L’amendement n° 330 rectifié bis est présenté par M. Benarroche, Mme M. Vogel, MM. G. Blanc et Dantec, Mme de Marco, MM. Dossus, Fernique et Gontard, Mme Guhl, MM. Jadot et Mellouli, Mmes Ollivier et Poncet Monge, M. Salmon et Mmes Senée et Souyris.

L’amendement n° 370 rectifié bis est présenté par M. Laouedj, Mme M. Carrère, MM. Bilhac, Cabanel, Gold, Guérini, Guiol et Roux, Mme Girardin, M. Grosvalet, Mme Pantel et M. Masset.

Ces trois amendements sont ainsi libellés :

Après l’article 4

Insérer un article additionnel ainsi rédigé :

Le code de l’entrée et du séjour des étrangers et du droit d’asile est ainsi modifié :

1° La section 1 du chapitre I du titre II du livre IV est complétée par une sous-section 4 ainsi rédigée :

« Sous-section 4

« Régularisation pour motif professionnel

« Art. L. 421-4-1. – L’étranger en situation régulière ou irrégulière, qui justifie par tout moyen de l’occupation d’un emploi sur le territoire français, figurant dans la liste des métiers et zones géographiques caractérisés par des difficultés de recrutement définie à l’article L. 414-13, se voit délivrer de plein droit une carte de séjour portant la mention “salarié”.

« La délivrance de cette carte entraîne celle de l’autorisation de travail mentionnée à l’article L. 5221-2 du code du travail, matérialisée par ladite carte.

« Les dispositions de l’article L. 412-1 ne sont pas applicables pour la délivrance de cette carte. » ;

2° Au deuxième alinéa de l’article L. 436-4, après les mots : « aux articles », est insérée la référence : « L. 421-4-1 ».

La parole est à Mme Marie-Pierre de La Gontrie, pour présenter l’amendement n° 239 rectifié.

M. le président. La parole est à M. Guy Benarroche, pour présenter l’amendement n° 330 rectifié bis.

M. Guy Benarroche. Un certain nombre de parlementaires issus de divers partis et groupes politiques – y compris Modem, Liot et Renaissance, c’est-à-dire des groupes centristes et le groupe majoritaire à l’Assemblée nationale – ont tenté de trouver des solutions afin d’aboutir à un accord et de faire adopter ce texte, en faisant preuve d’imagination – celle-là même qui, selon M. le ministre, manque à notre groupe. Ce faisant, il ne s’agissait pas de vider de son sens le projet de loi initial, mais au contraire de déboucher sur un consensus pour le renforcer.

Monsieur Darmanin, vous dites souvent que vous n’avez pas voulu discuter avec nous, car nous aurions de toute façon, refusé le texte. Vous avez préféré discuter avec la droite, qui elle aussi, aurait refusé ce texte, si vous ne l’aviez pas infléchi dans le sens qu’elle souhaitait.

Vous avez donc privilégié ce type de discussion plutôt que d’avancer dans le sens d’un meilleur accueil des migrants et d’une meilleure intégration par le travail et par la formation.

*Consignes de l'exercice*:
1. D'après le texte à lire, quelle mention figure sur la carte de séjour délivrée de plein droit au titre de l'article L. 421-4-1 ?
2. Reproduisez tout le passage du texte à lire, depuis « L’amendement n° 370 rectifié bis » jusqu'à « Mme Pantel et M. Masset. ».

*Enregistrements extraits*:
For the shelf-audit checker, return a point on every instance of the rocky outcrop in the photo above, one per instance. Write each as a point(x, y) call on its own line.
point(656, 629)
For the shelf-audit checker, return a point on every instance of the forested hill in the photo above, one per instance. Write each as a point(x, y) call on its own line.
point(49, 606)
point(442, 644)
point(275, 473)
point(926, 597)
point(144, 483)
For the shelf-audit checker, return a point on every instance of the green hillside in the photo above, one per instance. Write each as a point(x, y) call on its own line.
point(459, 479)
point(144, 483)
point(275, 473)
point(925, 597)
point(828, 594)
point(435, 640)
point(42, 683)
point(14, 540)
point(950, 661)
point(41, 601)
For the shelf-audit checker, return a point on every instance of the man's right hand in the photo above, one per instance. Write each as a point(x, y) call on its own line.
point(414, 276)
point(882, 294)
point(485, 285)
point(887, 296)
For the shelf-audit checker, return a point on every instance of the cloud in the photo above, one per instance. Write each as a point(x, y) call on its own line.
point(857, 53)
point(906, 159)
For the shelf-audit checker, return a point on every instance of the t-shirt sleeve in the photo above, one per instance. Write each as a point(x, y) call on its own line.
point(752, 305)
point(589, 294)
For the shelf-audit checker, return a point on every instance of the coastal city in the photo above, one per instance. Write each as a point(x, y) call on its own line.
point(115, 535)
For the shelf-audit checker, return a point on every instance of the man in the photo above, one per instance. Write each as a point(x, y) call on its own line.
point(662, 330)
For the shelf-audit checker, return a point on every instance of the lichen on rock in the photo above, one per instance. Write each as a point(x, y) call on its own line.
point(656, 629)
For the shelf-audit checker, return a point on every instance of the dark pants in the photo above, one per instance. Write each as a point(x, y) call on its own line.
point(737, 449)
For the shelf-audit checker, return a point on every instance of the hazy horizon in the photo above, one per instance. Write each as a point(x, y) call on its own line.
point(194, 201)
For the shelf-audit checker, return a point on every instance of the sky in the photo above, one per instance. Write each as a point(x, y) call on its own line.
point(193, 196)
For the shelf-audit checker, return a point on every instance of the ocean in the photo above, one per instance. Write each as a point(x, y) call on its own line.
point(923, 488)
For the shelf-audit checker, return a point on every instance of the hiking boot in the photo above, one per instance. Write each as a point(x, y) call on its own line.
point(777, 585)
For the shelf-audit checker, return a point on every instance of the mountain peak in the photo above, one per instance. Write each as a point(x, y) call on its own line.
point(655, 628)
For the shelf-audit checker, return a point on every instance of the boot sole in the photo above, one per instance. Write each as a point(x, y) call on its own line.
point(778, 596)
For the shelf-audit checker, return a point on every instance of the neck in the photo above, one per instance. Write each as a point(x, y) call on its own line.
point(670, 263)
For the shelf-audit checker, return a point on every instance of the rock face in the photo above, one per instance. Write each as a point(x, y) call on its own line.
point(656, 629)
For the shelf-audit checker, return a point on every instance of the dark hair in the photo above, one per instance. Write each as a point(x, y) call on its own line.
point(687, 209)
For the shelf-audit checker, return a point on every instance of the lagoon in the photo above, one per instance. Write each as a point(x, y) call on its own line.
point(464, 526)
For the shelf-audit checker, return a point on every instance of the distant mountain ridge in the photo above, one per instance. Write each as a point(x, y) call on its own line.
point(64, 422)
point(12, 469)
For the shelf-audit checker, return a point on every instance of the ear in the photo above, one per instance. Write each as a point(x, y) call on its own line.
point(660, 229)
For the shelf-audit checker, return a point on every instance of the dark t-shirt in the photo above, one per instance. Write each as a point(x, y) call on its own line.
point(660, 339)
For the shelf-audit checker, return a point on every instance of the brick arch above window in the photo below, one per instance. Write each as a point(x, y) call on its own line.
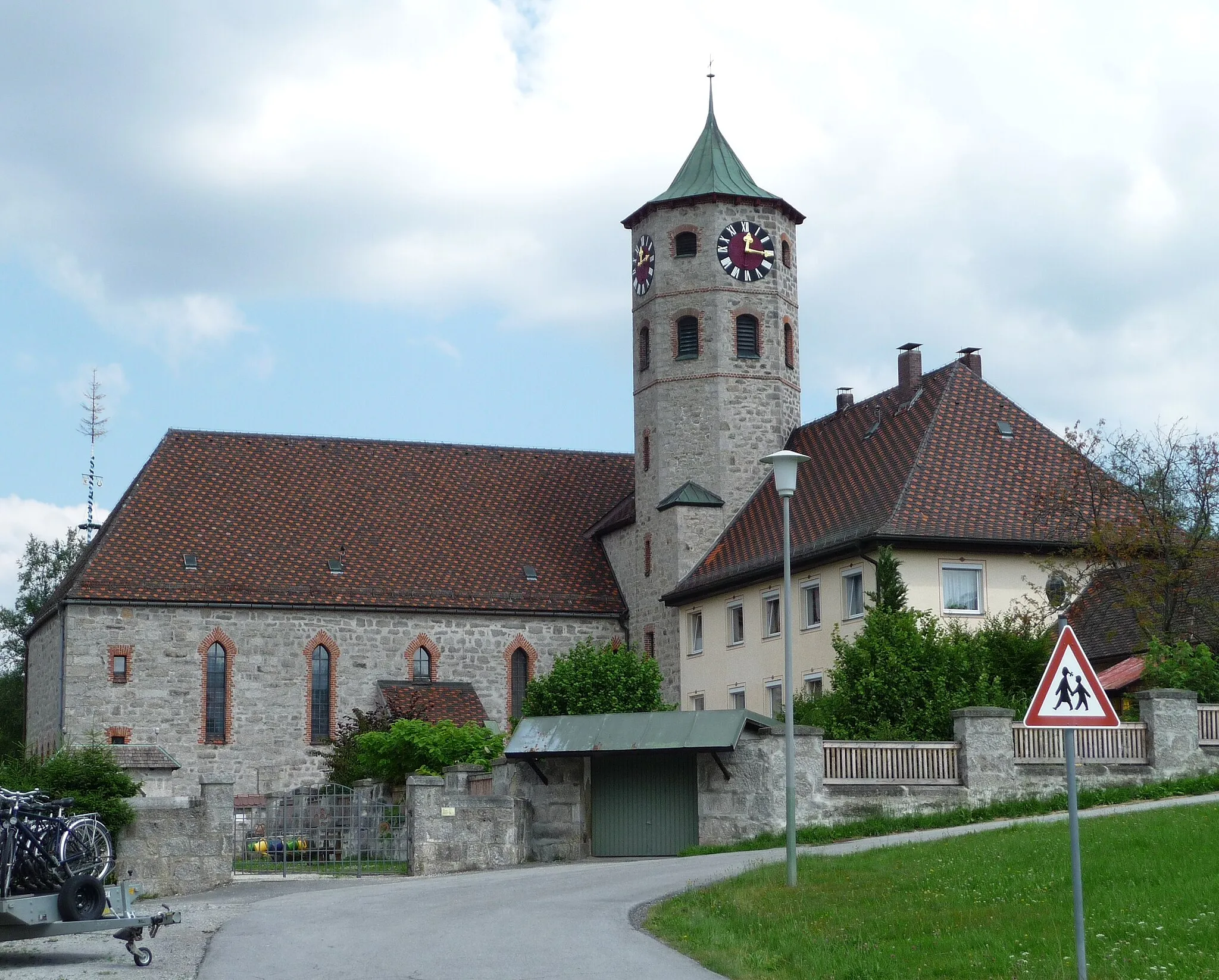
point(522, 644)
point(332, 649)
point(118, 732)
point(684, 229)
point(230, 648)
point(428, 644)
point(678, 316)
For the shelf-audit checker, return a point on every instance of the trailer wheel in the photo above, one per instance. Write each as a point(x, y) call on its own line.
point(82, 898)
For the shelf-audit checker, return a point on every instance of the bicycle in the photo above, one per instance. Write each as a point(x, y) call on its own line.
point(42, 848)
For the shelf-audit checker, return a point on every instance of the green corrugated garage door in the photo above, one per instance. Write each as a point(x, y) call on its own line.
point(644, 804)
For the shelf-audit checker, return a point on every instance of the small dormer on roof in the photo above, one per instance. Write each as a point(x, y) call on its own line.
point(712, 171)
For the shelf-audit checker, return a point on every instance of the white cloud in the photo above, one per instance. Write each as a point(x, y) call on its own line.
point(21, 519)
point(1037, 179)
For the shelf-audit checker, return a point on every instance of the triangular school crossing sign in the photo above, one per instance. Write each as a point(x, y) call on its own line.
point(1070, 694)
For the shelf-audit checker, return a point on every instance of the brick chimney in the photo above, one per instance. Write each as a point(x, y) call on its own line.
point(909, 370)
point(972, 360)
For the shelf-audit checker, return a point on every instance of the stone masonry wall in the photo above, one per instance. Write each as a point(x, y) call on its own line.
point(180, 844)
point(43, 689)
point(268, 747)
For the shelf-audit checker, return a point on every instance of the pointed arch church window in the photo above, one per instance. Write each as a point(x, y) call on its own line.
point(748, 336)
point(688, 338)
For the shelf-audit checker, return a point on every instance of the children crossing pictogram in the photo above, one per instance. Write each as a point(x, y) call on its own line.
point(1070, 694)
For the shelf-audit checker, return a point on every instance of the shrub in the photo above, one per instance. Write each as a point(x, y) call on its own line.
point(592, 679)
point(89, 775)
point(905, 672)
point(416, 746)
point(1183, 666)
point(343, 757)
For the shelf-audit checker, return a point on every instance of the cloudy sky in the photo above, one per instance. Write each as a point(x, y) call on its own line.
point(401, 220)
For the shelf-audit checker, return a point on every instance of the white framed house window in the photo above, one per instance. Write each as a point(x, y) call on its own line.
point(772, 623)
point(811, 605)
point(735, 623)
point(774, 698)
point(852, 594)
point(695, 633)
point(962, 589)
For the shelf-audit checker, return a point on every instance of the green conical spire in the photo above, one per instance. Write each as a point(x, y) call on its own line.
point(712, 167)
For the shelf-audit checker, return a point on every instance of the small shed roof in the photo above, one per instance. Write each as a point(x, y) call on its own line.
point(650, 732)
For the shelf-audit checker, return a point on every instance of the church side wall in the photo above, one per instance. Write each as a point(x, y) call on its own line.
point(43, 689)
point(270, 746)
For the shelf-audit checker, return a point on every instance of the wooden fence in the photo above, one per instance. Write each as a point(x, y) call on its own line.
point(1105, 745)
point(912, 763)
point(1208, 725)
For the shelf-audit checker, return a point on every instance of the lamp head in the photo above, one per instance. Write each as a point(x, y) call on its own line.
point(785, 462)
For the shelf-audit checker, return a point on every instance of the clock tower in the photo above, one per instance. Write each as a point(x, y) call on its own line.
point(716, 350)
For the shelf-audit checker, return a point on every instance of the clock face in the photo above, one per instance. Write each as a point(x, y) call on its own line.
point(643, 265)
point(745, 251)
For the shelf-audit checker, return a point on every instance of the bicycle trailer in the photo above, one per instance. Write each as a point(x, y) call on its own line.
point(42, 916)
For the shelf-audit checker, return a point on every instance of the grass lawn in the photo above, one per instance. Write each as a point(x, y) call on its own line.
point(994, 905)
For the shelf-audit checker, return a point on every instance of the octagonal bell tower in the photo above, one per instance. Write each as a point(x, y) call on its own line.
point(716, 343)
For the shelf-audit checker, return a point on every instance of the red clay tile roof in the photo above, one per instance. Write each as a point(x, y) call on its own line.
point(420, 526)
point(893, 470)
point(1122, 675)
point(433, 703)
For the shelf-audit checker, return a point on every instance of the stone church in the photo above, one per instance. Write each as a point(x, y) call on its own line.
point(249, 591)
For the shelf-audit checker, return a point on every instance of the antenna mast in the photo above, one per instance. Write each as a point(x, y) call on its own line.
point(94, 426)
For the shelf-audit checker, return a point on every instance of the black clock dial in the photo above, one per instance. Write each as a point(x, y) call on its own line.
point(643, 265)
point(745, 251)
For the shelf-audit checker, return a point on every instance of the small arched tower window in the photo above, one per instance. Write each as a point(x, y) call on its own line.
point(688, 338)
point(217, 695)
point(320, 697)
point(520, 681)
point(746, 336)
point(421, 667)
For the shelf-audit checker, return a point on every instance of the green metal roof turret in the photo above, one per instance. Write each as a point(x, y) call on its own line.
point(712, 171)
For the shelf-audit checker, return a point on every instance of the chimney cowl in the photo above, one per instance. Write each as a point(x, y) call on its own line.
point(972, 360)
point(909, 370)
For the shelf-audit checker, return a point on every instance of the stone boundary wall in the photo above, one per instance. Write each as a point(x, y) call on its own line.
point(180, 844)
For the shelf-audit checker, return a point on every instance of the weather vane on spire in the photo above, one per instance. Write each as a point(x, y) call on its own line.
point(93, 426)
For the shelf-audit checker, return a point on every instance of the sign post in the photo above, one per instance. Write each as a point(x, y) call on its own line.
point(1070, 698)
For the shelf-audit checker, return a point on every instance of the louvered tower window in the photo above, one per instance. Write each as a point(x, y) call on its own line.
point(320, 697)
point(688, 338)
point(746, 336)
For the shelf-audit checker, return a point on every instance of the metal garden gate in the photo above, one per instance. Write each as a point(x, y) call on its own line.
point(644, 805)
point(328, 829)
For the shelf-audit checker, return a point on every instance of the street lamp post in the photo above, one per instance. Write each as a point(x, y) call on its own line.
point(784, 462)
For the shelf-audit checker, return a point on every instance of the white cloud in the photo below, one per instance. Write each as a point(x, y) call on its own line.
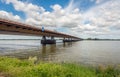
point(7, 15)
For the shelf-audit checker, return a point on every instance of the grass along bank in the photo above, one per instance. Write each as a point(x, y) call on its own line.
point(12, 67)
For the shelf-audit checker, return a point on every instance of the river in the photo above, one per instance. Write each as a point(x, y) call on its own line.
point(85, 52)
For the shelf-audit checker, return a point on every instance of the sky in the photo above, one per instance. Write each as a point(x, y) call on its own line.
point(81, 18)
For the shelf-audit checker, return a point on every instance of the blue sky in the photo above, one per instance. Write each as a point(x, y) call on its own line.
point(82, 18)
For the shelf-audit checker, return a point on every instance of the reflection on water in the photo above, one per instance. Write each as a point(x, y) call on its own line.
point(86, 52)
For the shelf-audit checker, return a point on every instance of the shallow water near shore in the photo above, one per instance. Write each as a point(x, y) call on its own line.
point(85, 52)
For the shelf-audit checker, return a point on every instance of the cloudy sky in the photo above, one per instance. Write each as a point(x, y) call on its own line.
point(82, 18)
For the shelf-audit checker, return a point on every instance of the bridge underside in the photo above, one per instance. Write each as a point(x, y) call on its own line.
point(15, 28)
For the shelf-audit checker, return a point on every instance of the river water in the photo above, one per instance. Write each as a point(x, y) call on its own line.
point(85, 52)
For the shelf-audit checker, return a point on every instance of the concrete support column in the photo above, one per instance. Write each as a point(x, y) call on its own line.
point(48, 41)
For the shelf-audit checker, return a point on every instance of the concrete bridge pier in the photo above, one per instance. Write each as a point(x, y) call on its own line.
point(48, 41)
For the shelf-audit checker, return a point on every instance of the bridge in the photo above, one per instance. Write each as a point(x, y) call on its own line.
point(17, 28)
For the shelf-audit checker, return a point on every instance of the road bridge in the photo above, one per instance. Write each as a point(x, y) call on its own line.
point(17, 28)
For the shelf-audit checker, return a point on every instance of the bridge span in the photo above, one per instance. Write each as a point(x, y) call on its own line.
point(17, 28)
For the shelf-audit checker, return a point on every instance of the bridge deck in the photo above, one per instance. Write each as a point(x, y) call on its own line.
point(12, 27)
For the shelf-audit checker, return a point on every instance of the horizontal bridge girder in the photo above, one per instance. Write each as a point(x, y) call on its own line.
point(12, 27)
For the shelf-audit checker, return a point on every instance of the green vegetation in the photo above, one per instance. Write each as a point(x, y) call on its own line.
point(11, 67)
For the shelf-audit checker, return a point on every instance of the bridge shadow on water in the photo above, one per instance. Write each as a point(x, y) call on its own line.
point(42, 53)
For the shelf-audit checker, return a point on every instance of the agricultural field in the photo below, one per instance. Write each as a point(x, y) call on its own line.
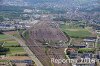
point(74, 31)
point(11, 44)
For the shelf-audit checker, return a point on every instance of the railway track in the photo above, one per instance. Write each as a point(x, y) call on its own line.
point(46, 31)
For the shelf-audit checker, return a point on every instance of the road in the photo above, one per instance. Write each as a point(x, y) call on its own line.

*Réponses attendues*:
1. La mention « salarié ».

2.
L’amendement n° 370 rectifié bis est présenté par M. Laouedj, Mme M. Carrère, MM. Bilhac, Cabanel, Gold, Guérini, Guiol et Roux, Mme Girardin, M. Grosvalet, Mme Pantel et M. Masset.